**** SOURCE DOCUMENT ****
# Duncan Solar pickups replace? or not to replace?



## rebornself27 (Jan 27, 2017)

Hello I've been considering replacing the Duncan Solar pickups in my Washburn solar 16tblm .Has anyone replace these pickups in there solar how.do they stack up against real duncans or kiesel lithiums mojotones etc etc.is it even worth it to replace them?


----------



## AkiraSpectrum (Jan 27, 2017)

Supposedly this what Ola said in regards to the Solar pickups:

&#8220;Reason I went with the Alnico SH14 {on the high-end USA models} is because it just suits my playing a lot more. It&#8217;s more dynamic than the distortion but still has a gnarly midrange which is perfect for rhythm and leads. The Duncan Designed pickups that are on the lower end models are based off the DD {Duncan Distortion} and they sound awesome.&#8221;

If you don't care for the pickups that much then it would be worth it for you to replace them if you end up being happier with the tone that results from the swap.
What pickups do you like? what sounds are you going for?


----------



## rebornself27 (Jan 27, 2017)

let's see I'm after tight agressive clarity in chords great with drop tunnings but not harsh


----------



## AkiraSpectrum (Jan 27, 2017)

rebornself27 said:


> let's see I'm after tight agressive clarity in chords great with drop tunnings but not harsh



Dimarzio Titans would be my vote.
BKP also makes a lot of pickups that fit this description but I have no experience with them personally.


----------



## sonofabias (Jan 28, 2017)

I just recently got a Solar 170c which I really love but I'm changing them to BK ceramic War Pigs . I didn't really care for the solar bridge pup , ironically enough I do like the neck solar for solos , it sounds great and cuts . Although I've only played it in rehearsal once , I'm looking forward to live'performances with it soon .


----------



## prlgmnr (Jan 28, 2017)

I'm pretty pleased with the ones in my Solar 7 string (its the 17etc) so far, if I was to change them it would probably be for Lundgren M7s or Duncan Black Winters.
**** INPUT FOR THIS TASK ****
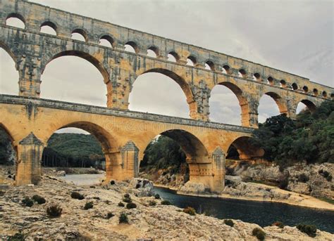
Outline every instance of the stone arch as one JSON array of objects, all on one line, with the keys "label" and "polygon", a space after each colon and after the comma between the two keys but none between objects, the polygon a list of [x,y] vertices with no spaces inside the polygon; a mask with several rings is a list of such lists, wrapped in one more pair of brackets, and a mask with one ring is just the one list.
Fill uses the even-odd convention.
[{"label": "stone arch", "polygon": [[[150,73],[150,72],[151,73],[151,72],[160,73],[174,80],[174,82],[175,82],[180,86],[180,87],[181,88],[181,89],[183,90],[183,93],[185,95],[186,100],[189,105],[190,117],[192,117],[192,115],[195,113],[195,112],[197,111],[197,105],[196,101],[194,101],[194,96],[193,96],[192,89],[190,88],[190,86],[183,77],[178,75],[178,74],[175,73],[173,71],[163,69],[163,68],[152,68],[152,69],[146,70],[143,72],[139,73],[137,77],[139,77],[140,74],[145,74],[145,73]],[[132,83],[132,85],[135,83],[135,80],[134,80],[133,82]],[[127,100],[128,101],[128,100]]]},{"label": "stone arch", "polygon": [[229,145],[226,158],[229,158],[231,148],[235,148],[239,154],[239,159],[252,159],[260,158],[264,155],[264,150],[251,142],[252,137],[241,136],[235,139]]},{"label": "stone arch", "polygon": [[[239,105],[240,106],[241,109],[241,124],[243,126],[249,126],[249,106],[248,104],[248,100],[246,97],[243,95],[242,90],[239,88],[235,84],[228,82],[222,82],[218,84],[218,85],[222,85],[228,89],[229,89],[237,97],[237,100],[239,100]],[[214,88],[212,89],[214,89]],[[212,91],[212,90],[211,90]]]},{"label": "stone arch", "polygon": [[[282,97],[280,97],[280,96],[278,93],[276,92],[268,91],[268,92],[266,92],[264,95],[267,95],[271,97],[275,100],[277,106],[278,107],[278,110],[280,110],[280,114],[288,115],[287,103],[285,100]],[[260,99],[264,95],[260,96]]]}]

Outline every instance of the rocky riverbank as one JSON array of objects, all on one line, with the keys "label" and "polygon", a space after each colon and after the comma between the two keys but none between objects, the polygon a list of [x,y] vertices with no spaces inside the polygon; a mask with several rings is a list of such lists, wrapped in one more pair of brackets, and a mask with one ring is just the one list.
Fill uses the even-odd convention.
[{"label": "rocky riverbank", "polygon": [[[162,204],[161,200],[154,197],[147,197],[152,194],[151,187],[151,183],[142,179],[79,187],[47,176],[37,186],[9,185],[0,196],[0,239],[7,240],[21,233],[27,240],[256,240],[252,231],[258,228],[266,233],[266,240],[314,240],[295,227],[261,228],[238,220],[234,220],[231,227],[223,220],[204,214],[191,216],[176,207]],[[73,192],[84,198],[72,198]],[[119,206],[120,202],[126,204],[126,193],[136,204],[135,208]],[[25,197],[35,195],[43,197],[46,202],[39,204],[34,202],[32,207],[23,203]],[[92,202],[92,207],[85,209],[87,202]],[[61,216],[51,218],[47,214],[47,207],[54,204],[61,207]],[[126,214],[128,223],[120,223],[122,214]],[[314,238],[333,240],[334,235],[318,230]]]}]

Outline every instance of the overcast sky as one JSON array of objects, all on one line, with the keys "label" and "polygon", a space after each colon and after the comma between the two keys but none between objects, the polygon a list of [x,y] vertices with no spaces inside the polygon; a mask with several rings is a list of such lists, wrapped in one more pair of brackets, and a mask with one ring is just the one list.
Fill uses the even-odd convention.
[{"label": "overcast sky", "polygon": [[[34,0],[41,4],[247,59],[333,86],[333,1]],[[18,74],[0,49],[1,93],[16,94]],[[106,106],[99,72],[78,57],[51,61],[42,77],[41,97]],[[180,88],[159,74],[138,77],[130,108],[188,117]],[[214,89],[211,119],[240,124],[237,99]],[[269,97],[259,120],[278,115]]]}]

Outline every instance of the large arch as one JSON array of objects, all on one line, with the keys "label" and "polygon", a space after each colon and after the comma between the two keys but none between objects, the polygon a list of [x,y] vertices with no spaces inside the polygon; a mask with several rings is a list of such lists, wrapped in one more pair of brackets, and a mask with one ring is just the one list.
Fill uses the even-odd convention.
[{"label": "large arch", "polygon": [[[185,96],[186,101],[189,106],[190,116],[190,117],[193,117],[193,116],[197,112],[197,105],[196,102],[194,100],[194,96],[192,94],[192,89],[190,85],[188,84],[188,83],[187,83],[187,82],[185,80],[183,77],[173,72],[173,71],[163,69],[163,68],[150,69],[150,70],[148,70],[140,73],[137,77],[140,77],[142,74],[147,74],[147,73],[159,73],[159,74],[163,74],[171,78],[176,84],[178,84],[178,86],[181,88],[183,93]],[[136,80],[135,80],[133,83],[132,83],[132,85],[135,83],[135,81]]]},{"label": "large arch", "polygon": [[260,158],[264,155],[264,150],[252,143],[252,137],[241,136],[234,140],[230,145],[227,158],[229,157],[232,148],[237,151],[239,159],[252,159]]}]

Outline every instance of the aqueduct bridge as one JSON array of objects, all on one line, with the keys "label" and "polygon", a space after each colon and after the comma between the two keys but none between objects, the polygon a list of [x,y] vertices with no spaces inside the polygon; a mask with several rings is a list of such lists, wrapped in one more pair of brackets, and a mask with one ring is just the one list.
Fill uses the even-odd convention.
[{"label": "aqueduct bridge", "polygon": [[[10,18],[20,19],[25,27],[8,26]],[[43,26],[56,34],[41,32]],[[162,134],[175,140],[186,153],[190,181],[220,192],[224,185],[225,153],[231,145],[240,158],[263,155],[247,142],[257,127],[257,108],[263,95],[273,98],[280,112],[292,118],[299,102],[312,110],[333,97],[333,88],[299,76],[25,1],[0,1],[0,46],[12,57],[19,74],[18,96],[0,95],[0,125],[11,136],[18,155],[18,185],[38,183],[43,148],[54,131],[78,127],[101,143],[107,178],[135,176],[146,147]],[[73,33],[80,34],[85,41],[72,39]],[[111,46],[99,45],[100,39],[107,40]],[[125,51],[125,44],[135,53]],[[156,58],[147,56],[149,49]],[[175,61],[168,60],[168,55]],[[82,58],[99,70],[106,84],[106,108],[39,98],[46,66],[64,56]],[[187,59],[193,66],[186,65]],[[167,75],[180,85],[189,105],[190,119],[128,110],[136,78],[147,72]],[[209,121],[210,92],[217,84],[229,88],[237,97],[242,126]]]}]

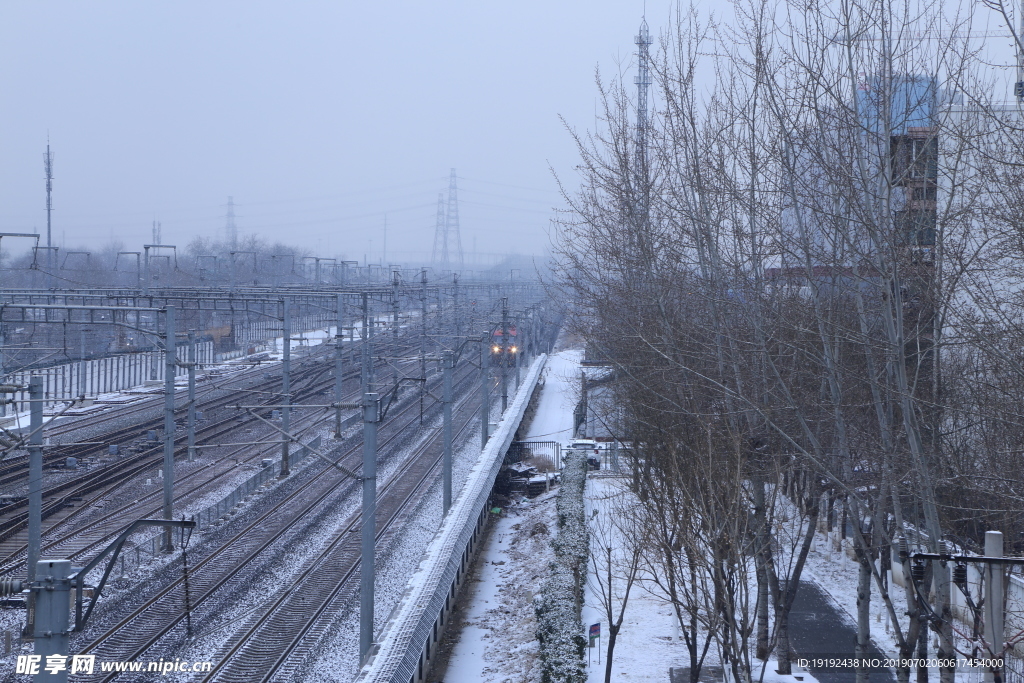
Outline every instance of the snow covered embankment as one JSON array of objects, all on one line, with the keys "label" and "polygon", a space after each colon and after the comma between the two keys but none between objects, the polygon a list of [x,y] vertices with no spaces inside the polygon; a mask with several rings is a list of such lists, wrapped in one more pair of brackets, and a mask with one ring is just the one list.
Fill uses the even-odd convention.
****
__WRITTEN INSTRUCTION 1__:
Print verbatim the passage of the pickup thread that begins at the words "If you don't" and stops after "you going for?".
__WRITTEN INSTRUCTION 2__:
Output the dataset entries word for word, beginning at the line that has "Outline every instance of the snow" and stopping after the last line of the entries.
The pickup thread and the dataset entries are unrelated, independent material.

__CORRECT RESPONSE 1__:
If you don't care for the pickups that much then it would be worth it for you to replace them if you end up being happier with the tone that results from the swap.
What pickups do you like? what sounds are you going for?

__CORRECT RESPONSE 2__:
Outline every instance of the snow covered embankment as one JSON array of objects, all on one line, with the keys "label" and "polygon", a space after each colon and after the comma between the two keys but none between objects, the polygon a list of [x,y] vertices with no spaces inside the polygon; a mask with several rings is a list of such lists, wrapped in one more pair of brackets, and a mask with one ring is just the one list.
Fill uses the even-odd convention.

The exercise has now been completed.